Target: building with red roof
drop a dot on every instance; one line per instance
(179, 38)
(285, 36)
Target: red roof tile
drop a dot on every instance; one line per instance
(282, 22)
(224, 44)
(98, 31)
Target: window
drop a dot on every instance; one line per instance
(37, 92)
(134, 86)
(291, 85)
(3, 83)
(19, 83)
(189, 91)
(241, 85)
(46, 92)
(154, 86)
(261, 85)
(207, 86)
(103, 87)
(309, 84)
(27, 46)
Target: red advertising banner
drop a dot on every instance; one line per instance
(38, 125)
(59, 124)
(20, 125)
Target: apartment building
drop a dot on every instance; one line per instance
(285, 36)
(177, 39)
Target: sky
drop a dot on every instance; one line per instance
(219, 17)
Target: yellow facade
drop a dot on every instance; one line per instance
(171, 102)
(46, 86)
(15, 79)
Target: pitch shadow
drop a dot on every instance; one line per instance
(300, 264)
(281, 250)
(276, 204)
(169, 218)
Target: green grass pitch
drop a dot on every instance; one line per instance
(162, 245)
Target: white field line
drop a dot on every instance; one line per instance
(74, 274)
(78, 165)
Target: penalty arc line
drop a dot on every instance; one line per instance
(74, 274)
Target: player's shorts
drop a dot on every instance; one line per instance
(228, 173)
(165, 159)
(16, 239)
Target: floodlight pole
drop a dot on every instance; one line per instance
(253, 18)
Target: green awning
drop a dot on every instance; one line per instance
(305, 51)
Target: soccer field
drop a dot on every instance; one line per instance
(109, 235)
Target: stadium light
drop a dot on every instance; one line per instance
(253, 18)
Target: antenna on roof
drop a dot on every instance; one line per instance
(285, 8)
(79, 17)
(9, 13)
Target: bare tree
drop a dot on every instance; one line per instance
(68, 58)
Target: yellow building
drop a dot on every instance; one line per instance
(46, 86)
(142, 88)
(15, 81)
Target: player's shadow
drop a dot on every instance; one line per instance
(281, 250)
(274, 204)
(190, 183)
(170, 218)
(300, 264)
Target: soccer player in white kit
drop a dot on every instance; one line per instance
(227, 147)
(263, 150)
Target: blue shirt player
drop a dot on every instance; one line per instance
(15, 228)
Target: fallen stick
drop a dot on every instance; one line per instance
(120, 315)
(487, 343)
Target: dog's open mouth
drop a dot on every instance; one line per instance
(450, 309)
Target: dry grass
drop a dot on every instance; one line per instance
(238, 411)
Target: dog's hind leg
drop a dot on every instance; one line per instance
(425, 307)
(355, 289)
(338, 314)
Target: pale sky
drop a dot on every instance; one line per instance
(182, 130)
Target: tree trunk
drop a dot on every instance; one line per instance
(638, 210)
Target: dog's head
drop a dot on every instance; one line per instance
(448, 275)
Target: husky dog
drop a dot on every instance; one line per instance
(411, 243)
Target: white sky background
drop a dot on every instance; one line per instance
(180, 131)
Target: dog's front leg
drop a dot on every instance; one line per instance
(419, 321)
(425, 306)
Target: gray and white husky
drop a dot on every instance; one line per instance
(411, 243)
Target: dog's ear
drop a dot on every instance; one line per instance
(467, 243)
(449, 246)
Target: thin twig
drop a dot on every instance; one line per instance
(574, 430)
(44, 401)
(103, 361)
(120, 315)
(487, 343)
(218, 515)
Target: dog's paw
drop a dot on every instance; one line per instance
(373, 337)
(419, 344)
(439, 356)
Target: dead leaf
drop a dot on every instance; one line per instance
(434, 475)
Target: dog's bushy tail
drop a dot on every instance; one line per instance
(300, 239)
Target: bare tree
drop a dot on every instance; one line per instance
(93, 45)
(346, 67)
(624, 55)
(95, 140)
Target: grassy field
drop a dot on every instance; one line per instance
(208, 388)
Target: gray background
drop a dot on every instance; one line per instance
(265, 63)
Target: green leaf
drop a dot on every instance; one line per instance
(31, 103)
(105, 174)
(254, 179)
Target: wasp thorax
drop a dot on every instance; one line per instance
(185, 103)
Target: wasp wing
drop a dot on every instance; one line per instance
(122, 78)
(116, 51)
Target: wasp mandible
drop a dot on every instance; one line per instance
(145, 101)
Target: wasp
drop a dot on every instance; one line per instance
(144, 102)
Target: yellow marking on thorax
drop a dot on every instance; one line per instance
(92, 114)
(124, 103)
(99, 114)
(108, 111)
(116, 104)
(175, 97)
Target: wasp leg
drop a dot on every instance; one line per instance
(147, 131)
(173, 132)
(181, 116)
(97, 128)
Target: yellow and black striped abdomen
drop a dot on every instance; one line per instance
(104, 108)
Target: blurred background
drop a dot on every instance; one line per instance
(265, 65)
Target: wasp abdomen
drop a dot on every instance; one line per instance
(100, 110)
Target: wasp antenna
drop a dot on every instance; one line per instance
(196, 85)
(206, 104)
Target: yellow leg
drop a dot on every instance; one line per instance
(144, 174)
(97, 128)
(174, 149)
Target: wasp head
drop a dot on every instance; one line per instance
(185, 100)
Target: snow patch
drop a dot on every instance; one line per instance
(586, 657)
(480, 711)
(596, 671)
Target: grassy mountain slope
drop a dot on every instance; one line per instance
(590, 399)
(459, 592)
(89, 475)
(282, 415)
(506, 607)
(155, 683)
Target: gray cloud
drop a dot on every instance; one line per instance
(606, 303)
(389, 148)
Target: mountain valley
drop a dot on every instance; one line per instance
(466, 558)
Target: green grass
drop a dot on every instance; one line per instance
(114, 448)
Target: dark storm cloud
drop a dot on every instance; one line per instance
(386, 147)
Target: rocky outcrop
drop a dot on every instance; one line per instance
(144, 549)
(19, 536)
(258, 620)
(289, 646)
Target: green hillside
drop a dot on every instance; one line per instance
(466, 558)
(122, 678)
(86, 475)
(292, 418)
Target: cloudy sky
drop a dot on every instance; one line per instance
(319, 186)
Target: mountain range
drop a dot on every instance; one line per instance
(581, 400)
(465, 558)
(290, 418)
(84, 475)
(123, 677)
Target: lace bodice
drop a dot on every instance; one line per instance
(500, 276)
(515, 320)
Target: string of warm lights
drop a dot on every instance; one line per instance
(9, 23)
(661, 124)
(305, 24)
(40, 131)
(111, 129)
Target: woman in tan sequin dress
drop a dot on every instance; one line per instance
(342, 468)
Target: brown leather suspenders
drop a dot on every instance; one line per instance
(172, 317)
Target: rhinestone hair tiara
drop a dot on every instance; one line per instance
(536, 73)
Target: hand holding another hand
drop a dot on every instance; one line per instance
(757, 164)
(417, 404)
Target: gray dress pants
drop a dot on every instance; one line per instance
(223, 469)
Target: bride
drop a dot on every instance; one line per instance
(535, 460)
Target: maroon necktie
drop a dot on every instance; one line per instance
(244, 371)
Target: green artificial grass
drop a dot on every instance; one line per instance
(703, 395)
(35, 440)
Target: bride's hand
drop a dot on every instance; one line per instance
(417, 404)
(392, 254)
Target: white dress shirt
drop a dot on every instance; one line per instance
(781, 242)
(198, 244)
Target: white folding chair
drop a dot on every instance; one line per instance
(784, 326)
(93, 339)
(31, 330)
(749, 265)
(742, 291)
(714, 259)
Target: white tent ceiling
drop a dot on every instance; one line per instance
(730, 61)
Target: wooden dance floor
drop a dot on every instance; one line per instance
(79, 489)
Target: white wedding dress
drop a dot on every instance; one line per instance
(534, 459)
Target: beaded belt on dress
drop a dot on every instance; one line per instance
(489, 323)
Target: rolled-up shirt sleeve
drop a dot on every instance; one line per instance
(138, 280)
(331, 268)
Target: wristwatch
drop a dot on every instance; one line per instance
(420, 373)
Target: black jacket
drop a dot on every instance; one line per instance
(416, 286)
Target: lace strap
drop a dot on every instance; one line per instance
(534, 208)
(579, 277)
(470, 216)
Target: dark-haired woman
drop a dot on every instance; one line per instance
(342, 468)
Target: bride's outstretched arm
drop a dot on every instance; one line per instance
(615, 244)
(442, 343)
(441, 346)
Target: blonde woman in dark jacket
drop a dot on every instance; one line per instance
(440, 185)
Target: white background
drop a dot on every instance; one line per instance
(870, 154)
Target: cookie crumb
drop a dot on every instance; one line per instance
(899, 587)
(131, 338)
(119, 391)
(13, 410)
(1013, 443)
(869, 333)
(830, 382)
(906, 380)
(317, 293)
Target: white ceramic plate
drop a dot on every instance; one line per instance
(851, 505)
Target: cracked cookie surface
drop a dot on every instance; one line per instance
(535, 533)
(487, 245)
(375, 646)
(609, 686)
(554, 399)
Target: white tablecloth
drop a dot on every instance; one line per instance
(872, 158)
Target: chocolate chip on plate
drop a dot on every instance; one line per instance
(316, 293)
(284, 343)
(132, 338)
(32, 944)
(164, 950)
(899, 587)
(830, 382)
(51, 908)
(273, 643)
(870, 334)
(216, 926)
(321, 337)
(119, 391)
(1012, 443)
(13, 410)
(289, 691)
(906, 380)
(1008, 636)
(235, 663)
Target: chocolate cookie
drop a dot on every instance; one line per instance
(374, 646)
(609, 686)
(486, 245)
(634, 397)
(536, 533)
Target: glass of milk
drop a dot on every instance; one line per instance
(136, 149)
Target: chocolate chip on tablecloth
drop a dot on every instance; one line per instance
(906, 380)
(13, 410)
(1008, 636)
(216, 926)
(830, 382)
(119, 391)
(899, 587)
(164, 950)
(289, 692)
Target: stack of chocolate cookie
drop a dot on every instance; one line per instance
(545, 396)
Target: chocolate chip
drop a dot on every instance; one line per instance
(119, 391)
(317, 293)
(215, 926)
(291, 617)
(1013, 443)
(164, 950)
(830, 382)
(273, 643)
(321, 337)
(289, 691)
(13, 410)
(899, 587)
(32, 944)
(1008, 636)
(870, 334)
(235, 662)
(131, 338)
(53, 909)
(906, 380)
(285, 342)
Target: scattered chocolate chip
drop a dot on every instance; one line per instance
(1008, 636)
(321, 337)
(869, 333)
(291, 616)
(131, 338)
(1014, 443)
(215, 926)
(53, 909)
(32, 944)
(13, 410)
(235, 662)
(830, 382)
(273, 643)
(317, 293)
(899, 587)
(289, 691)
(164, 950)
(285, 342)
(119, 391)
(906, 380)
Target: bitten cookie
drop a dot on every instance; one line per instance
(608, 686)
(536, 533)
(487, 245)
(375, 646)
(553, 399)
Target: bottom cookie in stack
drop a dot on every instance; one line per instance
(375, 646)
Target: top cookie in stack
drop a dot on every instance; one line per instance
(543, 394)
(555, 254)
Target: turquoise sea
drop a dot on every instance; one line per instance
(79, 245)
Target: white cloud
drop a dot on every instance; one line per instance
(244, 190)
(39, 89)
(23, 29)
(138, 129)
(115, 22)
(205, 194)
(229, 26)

WHAT IS REQUIRED: Output the material above exactly, but only from the line that carries "Target: wasp thorax" through the line that carries "Target: mountain range".

EXPECTED ANSWER:
Target: wasp thorax
drop a dot on every instance; one line per instance
(185, 103)
Target: wasp wing
drop a dot on every instance; one line per instance
(122, 78)
(116, 51)
Target: wasp mandible
drop a dot on every instance; one line per instance
(145, 101)
Target: wasp
drop a dot on every instance; one line per instance
(144, 102)
Target: yellow marking on thorax
drop a dot on every instance; one line per instance
(92, 114)
(124, 103)
(99, 114)
(108, 111)
(116, 104)
(175, 97)
Target: wasp leg
drop a dot on every instance; one line per instance
(147, 131)
(173, 132)
(181, 116)
(97, 128)
Target: yellow and black striped abdomen
drop a dot on every instance; one line per instance
(104, 108)
Target: blurred background
drop a dot on every instance; one line per instance
(265, 65)
Target: wasp abdomen
drop a dot on every instance; one line per instance
(100, 110)
Target: wasp antenna
drop a dot on every instance; one line per instance
(196, 85)
(206, 104)
Target: yellow leg
drop a dot on every instance; one line per instance
(144, 174)
(97, 128)
(174, 149)
Target: wasp head
drop a dot on every instance; one line per instance
(185, 100)
Target: snow patch
drop a dot on every instance; one line per instance
(586, 657)
(480, 711)
(596, 671)
Target: grassy mountain slope
drop a dot on every instance; one line per instance
(590, 399)
(459, 592)
(89, 475)
(282, 415)
(506, 607)
(155, 683)
Target: gray cloud
drop a dot on every instance; one line per instance
(606, 303)
(389, 148)
Target: mountain valley
drop a dot on every instance; one line per instance
(466, 558)
Target: green grass
drop a dot on every instance; one line per instance
(114, 448)
Target: dark storm cloud
drop a dot on every instance; one line per instance
(386, 147)
Target: rocky outcrop
drop a dot on every instance; one line per instance
(144, 549)
(19, 536)
(258, 620)
(289, 646)
Target: green hillside
drop a dot on every instance; one line per instance
(466, 558)
(122, 678)
(86, 475)
(292, 418)
Target: cloudy sky
drop a dot on every instance; one line per instance
(319, 186)
Target: mountain range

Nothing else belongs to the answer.